**SELECTION:**

The process by which banks evaluate and investigate fraud claims can be obtuse and frustrating, both for cardholders and for merchants. For cardholders who’ve fallen victim to credit card fraud, it can seem like the bank is taking forever to actually close the investigation, even when the fraud seems completely obvious. For merchants, the number of highly dubious fraud claims that result in chargebacks can make them wonder if the bank actually investigates claims of fraud at all.
Some of the basic rules for investigating fraud claims are established by the major card networks, but individual banks have a lot of leeway when it comes to actually carrying out the process. Fortunately, banks have their own incentives to fight fraud, and there are some standard procedures for how these investigations are carried out. When banks receive claims of credit card fraud, what do they actually do to investigate them?

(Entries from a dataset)
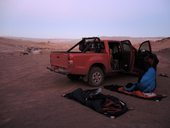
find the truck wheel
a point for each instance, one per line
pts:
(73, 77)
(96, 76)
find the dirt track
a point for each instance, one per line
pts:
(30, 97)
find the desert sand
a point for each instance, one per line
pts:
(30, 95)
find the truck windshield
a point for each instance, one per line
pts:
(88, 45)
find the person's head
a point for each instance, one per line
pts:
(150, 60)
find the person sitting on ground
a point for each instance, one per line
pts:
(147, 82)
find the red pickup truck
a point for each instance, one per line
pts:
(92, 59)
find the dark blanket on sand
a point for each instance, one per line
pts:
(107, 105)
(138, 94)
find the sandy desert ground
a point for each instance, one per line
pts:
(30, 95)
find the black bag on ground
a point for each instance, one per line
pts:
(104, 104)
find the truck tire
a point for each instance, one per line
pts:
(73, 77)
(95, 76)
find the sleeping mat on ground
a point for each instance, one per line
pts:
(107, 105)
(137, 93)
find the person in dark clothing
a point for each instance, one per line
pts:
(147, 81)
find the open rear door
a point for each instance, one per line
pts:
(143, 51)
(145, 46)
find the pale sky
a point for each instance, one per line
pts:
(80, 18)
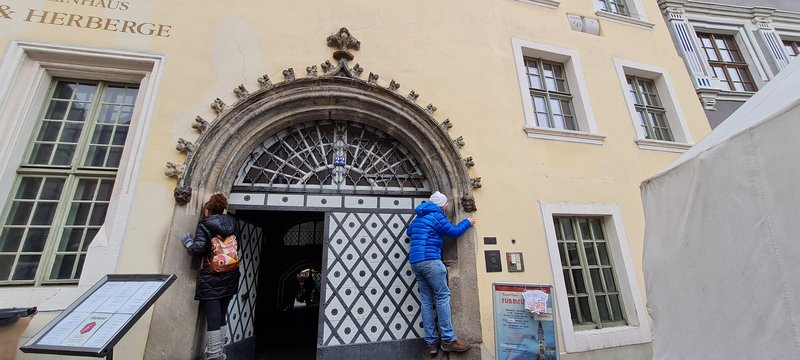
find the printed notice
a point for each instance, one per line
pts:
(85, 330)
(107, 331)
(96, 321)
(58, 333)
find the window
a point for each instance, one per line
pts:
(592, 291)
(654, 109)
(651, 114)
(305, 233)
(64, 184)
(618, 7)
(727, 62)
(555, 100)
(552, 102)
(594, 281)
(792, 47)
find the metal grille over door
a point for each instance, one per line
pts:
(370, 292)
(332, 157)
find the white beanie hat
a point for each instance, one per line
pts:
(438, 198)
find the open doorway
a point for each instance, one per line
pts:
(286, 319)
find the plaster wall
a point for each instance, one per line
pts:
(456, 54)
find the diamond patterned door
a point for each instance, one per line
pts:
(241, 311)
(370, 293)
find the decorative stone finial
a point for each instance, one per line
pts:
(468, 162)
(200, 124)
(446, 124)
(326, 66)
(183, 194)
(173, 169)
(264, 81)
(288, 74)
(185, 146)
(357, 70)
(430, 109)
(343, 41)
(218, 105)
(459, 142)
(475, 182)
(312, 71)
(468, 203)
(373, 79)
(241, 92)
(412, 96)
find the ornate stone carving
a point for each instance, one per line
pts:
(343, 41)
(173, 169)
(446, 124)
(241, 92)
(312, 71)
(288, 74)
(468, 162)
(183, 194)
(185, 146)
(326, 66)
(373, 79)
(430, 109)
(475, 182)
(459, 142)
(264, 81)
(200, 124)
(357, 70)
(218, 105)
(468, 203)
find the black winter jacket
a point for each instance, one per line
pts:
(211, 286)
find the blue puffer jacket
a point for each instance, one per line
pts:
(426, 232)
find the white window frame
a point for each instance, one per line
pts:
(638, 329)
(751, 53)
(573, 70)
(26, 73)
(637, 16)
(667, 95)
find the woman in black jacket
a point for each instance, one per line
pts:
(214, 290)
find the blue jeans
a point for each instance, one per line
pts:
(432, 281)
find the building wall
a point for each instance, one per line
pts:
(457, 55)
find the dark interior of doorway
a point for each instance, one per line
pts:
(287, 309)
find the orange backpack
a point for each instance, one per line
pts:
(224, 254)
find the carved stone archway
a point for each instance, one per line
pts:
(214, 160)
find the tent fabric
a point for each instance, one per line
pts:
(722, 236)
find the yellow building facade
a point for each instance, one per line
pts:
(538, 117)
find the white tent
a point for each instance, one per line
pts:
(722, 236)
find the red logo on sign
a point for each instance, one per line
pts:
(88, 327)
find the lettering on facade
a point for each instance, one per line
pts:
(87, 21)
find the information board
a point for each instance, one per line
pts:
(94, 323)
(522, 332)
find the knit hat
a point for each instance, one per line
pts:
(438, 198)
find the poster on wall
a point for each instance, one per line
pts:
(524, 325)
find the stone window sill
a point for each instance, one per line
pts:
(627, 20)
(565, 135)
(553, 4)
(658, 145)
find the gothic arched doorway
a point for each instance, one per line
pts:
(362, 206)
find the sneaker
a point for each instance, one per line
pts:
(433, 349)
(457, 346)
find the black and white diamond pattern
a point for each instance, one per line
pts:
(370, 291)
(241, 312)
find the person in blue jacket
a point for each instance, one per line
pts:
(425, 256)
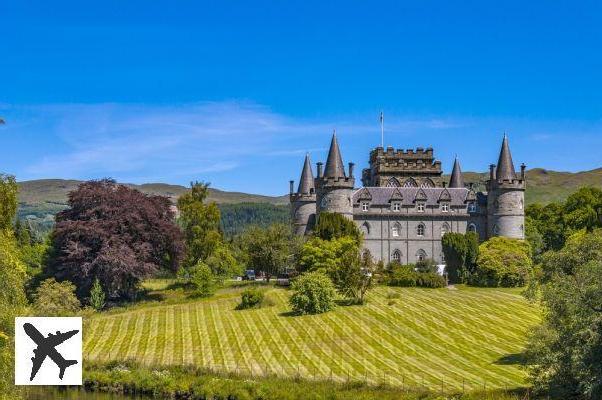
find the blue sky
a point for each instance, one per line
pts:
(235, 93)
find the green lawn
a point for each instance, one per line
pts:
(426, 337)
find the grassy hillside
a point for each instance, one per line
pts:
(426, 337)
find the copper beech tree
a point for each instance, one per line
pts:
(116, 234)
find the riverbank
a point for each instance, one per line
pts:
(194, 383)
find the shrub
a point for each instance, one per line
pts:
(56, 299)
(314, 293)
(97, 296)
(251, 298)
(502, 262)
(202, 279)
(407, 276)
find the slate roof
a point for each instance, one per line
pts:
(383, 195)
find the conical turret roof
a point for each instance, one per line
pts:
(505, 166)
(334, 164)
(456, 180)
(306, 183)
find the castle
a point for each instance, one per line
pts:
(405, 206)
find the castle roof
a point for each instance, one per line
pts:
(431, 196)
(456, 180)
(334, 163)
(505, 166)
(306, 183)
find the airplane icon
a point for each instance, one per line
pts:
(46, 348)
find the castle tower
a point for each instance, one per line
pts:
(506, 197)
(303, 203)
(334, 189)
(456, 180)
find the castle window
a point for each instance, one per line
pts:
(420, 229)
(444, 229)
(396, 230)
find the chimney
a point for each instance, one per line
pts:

**CHALLENGE A:**
Write out the passage on bank fraud investigations word for word.
**CHALLENGE B:**
Change "castle" to "fortress" wherever it occurs in the records, from the line with "find the shrub" through the end of the records, and give back only those lines with nothing else altered.

**FINISHED ANSWER A:**
The process by which banks evaluate and investigate fraud claims can be obtuse and frustrating, both for cardholders and for merchants. For cardholders who’ve fallen victim to credit card fraud, it can seem like the bank is taking forever to actually close the investigation, even when the fraud seems completely obvious. For merchants, the number of highly dubious fraud claims that result in chargebacks can make them wonder if the bank actually investigates claims of fraud at all.
Some of the basic rules for investigating fraud claims are established by the major card networks, but individual banks have a lot of leeway when it comes to actually carrying out the process. Fortunately, banks have their own incentives to fight fraud, and there are some standard procedures for how these investigations are carried out. When banks receive claims of credit card fraud, what do they actually do to investigate them?

**FINISHED ANSWER B:**
find the shrub
a point for each instance, one per line
pts:
(56, 299)
(314, 293)
(97, 296)
(251, 298)
(502, 262)
(202, 279)
(407, 276)
find the slate roof
a point for each instance, one per line
pts:
(383, 195)
find the conical turret roof
a point for each instance, one per line
pts:
(505, 166)
(334, 164)
(456, 180)
(306, 183)
find the fortress
a point for each instance, one per line
pts:
(405, 206)
find the fortress roof
a point for each instance, one per line
pts:
(431, 196)
(456, 180)
(334, 163)
(505, 166)
(306, 183)
find the airplane icon
a point for each instance, one per line
pts:
(46, 348)
find the fortress tower
a point for each instance, one per line
pts:
(506, 197)
(303, 203)
(334, 189)
(456, 180)
find the fortress window
a point for each instance, one per line
pts:
(420, 229)
(444, 229)
(396, 230)
find the chimney
a point for each instance, one per line
pts:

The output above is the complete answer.